Short exercise:
From the line with "[segment] green narrowboat" down to the final line of the material below, quote every line exactly and leave out all lines before it.

* BEGIN Records shown *

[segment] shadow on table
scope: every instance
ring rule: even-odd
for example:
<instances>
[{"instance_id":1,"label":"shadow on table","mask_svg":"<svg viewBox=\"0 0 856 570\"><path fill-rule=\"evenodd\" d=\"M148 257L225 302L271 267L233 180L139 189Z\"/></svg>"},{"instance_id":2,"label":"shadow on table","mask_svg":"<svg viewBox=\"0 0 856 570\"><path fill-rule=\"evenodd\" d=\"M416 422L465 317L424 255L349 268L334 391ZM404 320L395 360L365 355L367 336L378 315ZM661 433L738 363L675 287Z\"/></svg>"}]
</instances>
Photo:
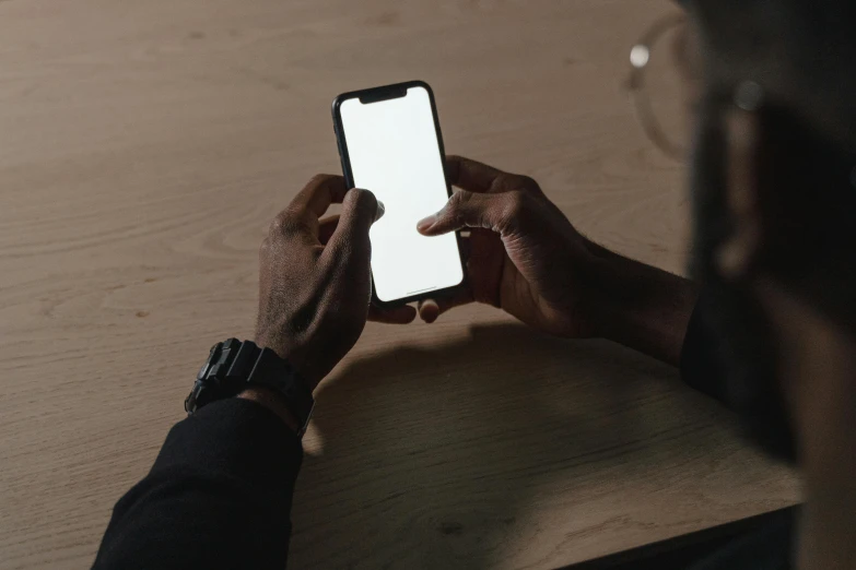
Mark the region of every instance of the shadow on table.
<instances>
[{"instance_id":1,"label":"shadow on table","mask_svg":"<svg viewBox=\"0 0 856 570\"><path fill-rule=\"evenodd\" d=\"M656 470L640 452L652 439L680 444L675 377L610 343L511 324L354 361L317 396L324 450L304 460L290 567L494 567L526 548L528 513L564 499L590 518L572 512L575 489Z\"/></svg>"}]
</instances>

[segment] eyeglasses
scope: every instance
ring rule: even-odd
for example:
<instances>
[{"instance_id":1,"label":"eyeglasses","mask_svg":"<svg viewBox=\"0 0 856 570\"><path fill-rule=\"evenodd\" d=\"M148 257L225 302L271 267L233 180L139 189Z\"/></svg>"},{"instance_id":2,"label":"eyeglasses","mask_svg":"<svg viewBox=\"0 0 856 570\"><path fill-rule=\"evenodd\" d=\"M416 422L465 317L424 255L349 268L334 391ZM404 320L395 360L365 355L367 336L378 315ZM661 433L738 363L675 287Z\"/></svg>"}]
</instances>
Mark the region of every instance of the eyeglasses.
<instances>
[{"instance_id":1,"label":"eyeglasses","mask_svg":"<svg viewBox=\"0 0 856 570\"><path fill-rule=\"evenodd\" d=\"M652 142L677 161L683 161L689 150L690 47L687 16L671 13L657 20L630 50L628 91L636 117Z\"/></svg>"}]
</instances>

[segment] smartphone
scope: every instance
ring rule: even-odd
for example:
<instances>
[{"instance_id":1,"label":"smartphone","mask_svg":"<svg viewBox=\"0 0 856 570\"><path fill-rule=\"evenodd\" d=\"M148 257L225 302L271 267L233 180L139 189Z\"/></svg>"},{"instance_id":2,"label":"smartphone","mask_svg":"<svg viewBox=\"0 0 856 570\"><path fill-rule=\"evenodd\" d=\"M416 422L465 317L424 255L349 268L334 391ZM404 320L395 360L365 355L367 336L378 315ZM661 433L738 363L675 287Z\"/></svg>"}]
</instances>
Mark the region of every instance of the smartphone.
<instances>
[{"instance_id":1,"label":"smartphone","mask_svg":"<svg viewBox=\"0 0 856 570\"><path fill-rule=\"evenodd\" d=\"M459 234L417 231L452 195L431 87L411 81L344 93L332 115L348 187L371 190L386 207L370 230L373 302L453 295L464 285Z\"/></svg>"}]
</instances>

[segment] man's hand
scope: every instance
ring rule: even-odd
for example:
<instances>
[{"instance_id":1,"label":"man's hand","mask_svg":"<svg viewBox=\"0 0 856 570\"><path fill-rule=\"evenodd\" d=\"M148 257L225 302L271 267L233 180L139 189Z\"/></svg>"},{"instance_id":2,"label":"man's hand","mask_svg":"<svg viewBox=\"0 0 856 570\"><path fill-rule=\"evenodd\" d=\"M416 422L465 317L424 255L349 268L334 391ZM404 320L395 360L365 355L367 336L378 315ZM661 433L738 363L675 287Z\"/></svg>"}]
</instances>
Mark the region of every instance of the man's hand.
<instances>
[{"instance_id":1,"label":"man's hand","mask_svg":"<svg viewBox=\"0 0 856 570\"><path fill-rule=\"evenodd\" d=\"M319 219L331 203L341 216ZM371 307L368 228L383 205L339 176L313 178L261 245L256 344L274 351L315 389L353 347L366 319L408 323L412 307Z\"/></svg>"},{"instance_id":2,"label":"man's hand","mask_svg":"<svg viewBox=\"0 0 856 570\"><path fill-rule=\"evenodd\" d=\"M602 336L677 364L697 287L613 253L579 235L531 178L461 157L447 161L456 192L419 223L465 240L469 288L420 305L426 322L473 300L561 336Z\"/></svg>"},{"instance_id":3,"label":"man's hand","mask_svg":"<svg viewBox=\"0 0 856 570\"><path fill-rule=\"evenodd\" d=\"M588 240L531 178L458 156L446 164L450 183L461 190L418 229L437 236L472 228L465 248L469 288L422 302L422 319L432 322L476 300L552 334L596 334L587 295Z\"/></svg>"}]
</instances>

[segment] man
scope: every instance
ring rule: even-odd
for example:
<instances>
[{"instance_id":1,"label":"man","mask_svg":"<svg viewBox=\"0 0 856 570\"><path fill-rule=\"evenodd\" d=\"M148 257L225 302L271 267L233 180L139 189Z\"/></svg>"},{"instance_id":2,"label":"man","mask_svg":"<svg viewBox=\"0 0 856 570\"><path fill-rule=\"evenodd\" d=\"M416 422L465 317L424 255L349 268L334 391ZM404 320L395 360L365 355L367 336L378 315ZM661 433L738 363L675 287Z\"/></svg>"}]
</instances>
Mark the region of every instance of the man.
<instances>
[{"instance_id":1,"label":"man","mask_svg":"<svg viewBox=\"0 0 856 570\"><path fill-rule=\"evenodd\" d=\"M473 228L471 288L419 312L433 321L486 302L552 334L612 339L680 364L805 478L798 538L787 522L773 525L697 568L856 568L856 7L697 0L688 11L702 78L692 189L701 294L587 240L533 180L453 157L460 191L419 230ZM321 219L333 202L341 217ZM197 383L195 413L117 503L95 568L284 566L308 391L366 319L415 318L411 307L370 307L368 228L379 215L371 192L327 176L275 218L261 250L258 347L212 353L200 378L214 384ZM230 375L257 378L232 397L221 396L234 387L216 391L231 381L226 360Z\"/></svg>"}]
</instances>

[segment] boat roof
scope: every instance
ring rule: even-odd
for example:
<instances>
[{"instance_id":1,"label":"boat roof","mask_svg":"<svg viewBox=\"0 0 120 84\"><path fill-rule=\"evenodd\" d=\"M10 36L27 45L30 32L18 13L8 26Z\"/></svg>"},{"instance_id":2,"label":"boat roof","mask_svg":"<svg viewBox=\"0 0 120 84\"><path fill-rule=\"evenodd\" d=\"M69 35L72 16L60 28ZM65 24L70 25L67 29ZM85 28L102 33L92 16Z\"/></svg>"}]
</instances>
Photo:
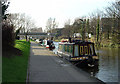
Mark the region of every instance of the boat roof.
<instances>
[{"instance_id":1,"label":"boat roof","mask_svg":"<svg viewBox=\"0 0 120 84\"><path fill-rule=\"evenodd\" d=\"M83 42L83 41L80 41L80 42L60 42L59 44L94 44L93 42Z\"/></svg>"}]
</instances>

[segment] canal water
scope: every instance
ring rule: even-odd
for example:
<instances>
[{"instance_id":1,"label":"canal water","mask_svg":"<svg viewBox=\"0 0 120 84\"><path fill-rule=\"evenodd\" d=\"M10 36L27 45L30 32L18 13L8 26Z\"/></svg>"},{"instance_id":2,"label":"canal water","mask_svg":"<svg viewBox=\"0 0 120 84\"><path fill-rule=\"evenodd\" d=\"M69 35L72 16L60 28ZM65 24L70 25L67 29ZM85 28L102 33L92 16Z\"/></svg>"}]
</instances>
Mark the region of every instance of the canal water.
<instances>
[{"instance_id":1,"label":"canal water","mask_svg":"<svg viewBox=\"0 0 120 84\"><path fill-rule=\"evenodd\" d=\"M57 54L58 43L54 42ZM91 76L102 80L103 82L118 82L118 48L96 48L96 54L99 56L99 66L95 68L80 68Z\"/></svg>"}]
</instances>

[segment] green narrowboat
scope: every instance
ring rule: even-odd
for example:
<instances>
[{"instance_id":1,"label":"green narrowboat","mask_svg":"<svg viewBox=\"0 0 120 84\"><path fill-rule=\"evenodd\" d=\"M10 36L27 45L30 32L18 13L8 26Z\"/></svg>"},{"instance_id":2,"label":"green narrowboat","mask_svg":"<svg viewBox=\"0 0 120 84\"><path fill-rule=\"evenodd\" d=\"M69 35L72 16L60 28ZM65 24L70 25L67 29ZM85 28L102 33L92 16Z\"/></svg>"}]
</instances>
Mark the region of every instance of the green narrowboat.
<instances>
[{"instance_id":1,"label":"green narrowboat","mask_svg":"<svg viewBox=\"0 0 120 84\"><path fill-rule=\"evenodd\" d=\"M58 46L58 56L72 62L87 63L96 65L98 56L95 53L94 43L92 42L61 42Z\"/></svg>"}]
</instances>

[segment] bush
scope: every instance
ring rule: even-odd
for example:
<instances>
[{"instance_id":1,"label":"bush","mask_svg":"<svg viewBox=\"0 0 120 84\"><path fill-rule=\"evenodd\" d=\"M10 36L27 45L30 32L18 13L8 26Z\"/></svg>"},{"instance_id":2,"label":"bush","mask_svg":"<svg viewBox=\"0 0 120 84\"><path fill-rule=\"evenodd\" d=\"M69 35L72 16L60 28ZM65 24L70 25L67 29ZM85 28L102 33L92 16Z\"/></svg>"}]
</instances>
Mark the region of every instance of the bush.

* END Records shown *

Solution to this exercise:
[segment] green narrowboat
scope: every instance
ring rule: even-odd
for example:
<instances>
[{"instance_id":1,"label":"green narrowboat","mask_svg":"<svg viewBox=\"0 0 120 84\"><path fill-rule=\"evenodd\" d=\"M10 36L27 45L30 32L18 13L8 26Z\"/></svg>"},{"instance_id":2,"label":"green narrowboat","mask_svg":"<svg viewBox=\"0 0 120 84\"><path fill-rule=\"evenodd\" d=\"M69 35L72 16L60 28ZM65 24L70 25L67 29ZM85 28L102 33L92 16Z\"/></svg>"}]
</instances>
Mark the region of every instance of the green narrowboat.
<instances>
[{"instance_id":1,"label":"green narrowboat","mask_svg":"<svg viewBox=\"0 0 120 84\"><path fill-rule=\"evenodd\" d=\"M58 46L58 56L72 62L87 63L96 65L98 56L95 53L94 43L92 42L61 42Z\"/></svg>"}]
</instances>

[segment] bush
scope: every instance
ring rule: even-odd
for example:
<instances>
[{"instance_id":1,"label":"bush","mask_svg":"<svg viewBox=\"0 0 120 84\"><path fill-rule=\"evenodd\" d=\"M10 36L27 45L30 32L18 13L8 26Z\"/></svg>"},{"instance_id":2,"label":"bush","mask_svg":"<svg viewBox=\"0 0 120 84\"><path fill-rule=\"evenodd\" d=\"M69 35L72 16L60 28ZM65 24L70 25L67 29ZM85 28L102 33L92 16Z\"/></svg>"}]
</instances>
Mark the region of every instance of the bush.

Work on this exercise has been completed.